[Natural-language object grounding data]
========================================
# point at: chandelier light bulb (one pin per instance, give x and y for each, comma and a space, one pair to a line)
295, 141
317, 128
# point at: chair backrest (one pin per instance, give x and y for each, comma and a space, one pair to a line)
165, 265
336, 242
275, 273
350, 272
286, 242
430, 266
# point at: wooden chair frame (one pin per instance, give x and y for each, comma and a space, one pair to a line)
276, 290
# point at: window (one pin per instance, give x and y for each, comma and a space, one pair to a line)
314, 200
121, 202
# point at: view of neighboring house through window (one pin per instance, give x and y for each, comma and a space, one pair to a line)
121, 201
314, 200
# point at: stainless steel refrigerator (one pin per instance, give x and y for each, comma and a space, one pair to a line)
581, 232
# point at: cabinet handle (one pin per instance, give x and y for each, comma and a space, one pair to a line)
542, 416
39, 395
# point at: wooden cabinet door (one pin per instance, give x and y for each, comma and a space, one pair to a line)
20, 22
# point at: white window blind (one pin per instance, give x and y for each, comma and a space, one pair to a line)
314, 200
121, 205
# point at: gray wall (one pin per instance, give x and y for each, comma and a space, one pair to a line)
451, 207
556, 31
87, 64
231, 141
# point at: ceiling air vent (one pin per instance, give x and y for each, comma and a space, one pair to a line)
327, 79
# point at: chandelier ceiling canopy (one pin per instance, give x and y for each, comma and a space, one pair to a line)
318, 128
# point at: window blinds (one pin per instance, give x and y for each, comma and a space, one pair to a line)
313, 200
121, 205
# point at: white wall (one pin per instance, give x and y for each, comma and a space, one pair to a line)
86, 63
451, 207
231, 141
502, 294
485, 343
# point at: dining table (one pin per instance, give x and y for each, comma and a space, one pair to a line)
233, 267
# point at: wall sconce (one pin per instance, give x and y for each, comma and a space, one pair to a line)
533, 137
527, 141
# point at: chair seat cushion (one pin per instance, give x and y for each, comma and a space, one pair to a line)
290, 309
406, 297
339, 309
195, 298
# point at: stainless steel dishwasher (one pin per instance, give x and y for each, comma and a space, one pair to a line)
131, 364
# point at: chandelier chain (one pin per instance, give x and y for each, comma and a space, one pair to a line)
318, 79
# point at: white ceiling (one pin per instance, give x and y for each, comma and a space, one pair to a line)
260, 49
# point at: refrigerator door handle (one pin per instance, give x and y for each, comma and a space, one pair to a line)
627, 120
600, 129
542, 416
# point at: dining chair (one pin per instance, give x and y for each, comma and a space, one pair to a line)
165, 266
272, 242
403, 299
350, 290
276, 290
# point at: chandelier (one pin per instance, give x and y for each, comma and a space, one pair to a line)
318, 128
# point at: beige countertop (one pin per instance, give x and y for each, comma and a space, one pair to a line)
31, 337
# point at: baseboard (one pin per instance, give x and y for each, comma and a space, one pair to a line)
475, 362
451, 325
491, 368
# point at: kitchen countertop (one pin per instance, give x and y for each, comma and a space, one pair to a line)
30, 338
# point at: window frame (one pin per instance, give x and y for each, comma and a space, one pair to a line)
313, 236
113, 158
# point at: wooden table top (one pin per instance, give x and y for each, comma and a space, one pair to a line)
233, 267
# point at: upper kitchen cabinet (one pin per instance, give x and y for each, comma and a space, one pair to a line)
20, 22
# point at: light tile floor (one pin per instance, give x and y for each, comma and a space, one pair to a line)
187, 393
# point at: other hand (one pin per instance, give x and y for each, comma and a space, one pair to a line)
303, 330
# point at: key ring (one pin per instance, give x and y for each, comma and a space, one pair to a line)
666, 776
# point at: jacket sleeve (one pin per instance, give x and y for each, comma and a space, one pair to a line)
========================================
TRY IT ▸
All of the lines above must be returned exactly.

TASK RESULT ▸
# point at: chandelier light bulb (one pin per instance, give x and y for each, comma and a space, one pair to a line)
295, 141
317, 128
# point at: chair backrest (one pin per instance, give x and y for each, comma and a space, one pair to a line)
165, 265
336, 242
275, 273
350, 272
286, 242
430, 266
# point at: wooden chair frame (one pin per instance, give x and y for each, comma and a space, one pair to a line)
276, 290
# point at: window (one pin per instance, give x and y for each, comma and a space, one pair to a line)
314, 200
121, 202
# point at: view of neighboring house through window (one pin per instance, give x and y for each, comma and a space, one pair to a line)
121, 201
314, 200
# point at: stainless steel refrigerator (one pin per instance, give x and y for each, comma and a space, one pair to a line)
581, 232
# point at: cabinet handle (one pin per instance, give x and y for each, comma and a space, one pair to a line)
542, 416
39, 395
# point at: wooden cabinet door (one pin per instance, give x and y for each, comma and a space, one pair to a line)
20, 22
# point at: white window blind (one pin per instance, give x and y for each, comma and a space, one pair to a line)
314, 200
121, 205
# point at: gray wall (one pin per instance, give x and y for each, comma and a space, one pair to a line)
451, 207
556, 31
87, 64
231, 141
# point at: ceiling air vent (one pin per instance, give x and y for each, comma and a space, one pair to a line)
327, 79
# point at: chandelier ceiling canopy (one pin per instance, give x and y for each, comma and a space, one pair to a line)
318, 128
# point at: window blinds (one pin per instance, give x and y for each, comma and a space, one pair to a line)
313, 200
121, 205
# point at: white wall (one pin per instance, give x and y for each, comma and a space, one pair to a line)
86, 63
451, 207
231, 141
502, 294
485, 343
# point at: dining table (one pin per instance, give x and y for each, comma and a space, one pair to a line)
233, 267
# point at: wall sconce (one pin per instance, give x and y for each, comma and a space, one pair to a line)
533, 137
527, 141
# point at: chair seat cushion (one pin per instance, give x and y for each, comma and a space, one pair to a line)
290, 309
406, 297
339, 309
195, 298
# point at: stainless steel dishwasher (one pin per instance, give x and y for each, comma and a space, one pair to a line)
131, 364
# point at: chandelier chain (one pin per instance, give x and y for each, comma and a space, one pair to a line)
318, 79
# point at: white ceiling (one pin per instance, give x and y for each, comma and a space, one pair to a line)
260, 49
# point at: refrigerator door handle (one pin per instance, give x and y for each, comma and a space, one pair to a line)
627, 120
600, 129
542, 416
# point at: dining chair (one pin per instance, give x and y for each, comma and a space, one pair to a line)
165, 266
272, 242
403, 299
350, 290
276, 290
# point at: chandelier (one pin per instance, give x and y for each, comma and a space, one pair to a line)
318, 128
# point at: beige countertop (one pin per instance, give x and y for each, comma and a space, one pair to a line)
31, 337
# point at: baseboard (one pin per instance, give x and y for each, comma and a space, one pair to a line)
475, 362
451, 325
491, 368
# point at: kitchen countertop (one pin per instance, give x and y for each, comma and a space, one pair to a line)
30, 338
# point at: window frame (one pin per instance, give x and y for each, comma and a space, one pair to a line)
313, 236
113, 158
# point at: wooden table top (one pin per instance, give x and y for each, comma and a space, one pair to a line)
233, 267
# point at: upper kitchen cabinet (one pin per instance, give x and y for each, comma and a space, one pair to a line)
20, 22
# point at: light tile floor (one pin per instance, give x and y for each, comma and a space, one pair to a line)
187, 393
# point at: other hand (one pin per instance, give x and y for each, comma and a space, one pair to a line)
303, 330
# point at: key ring (one pin per instance, give x and y for each, comma and a space, one pair to a line)
666, 776
# point at: jacket sleeve (one pin per instance, give x and y for each, comma and a space, one pair to a line)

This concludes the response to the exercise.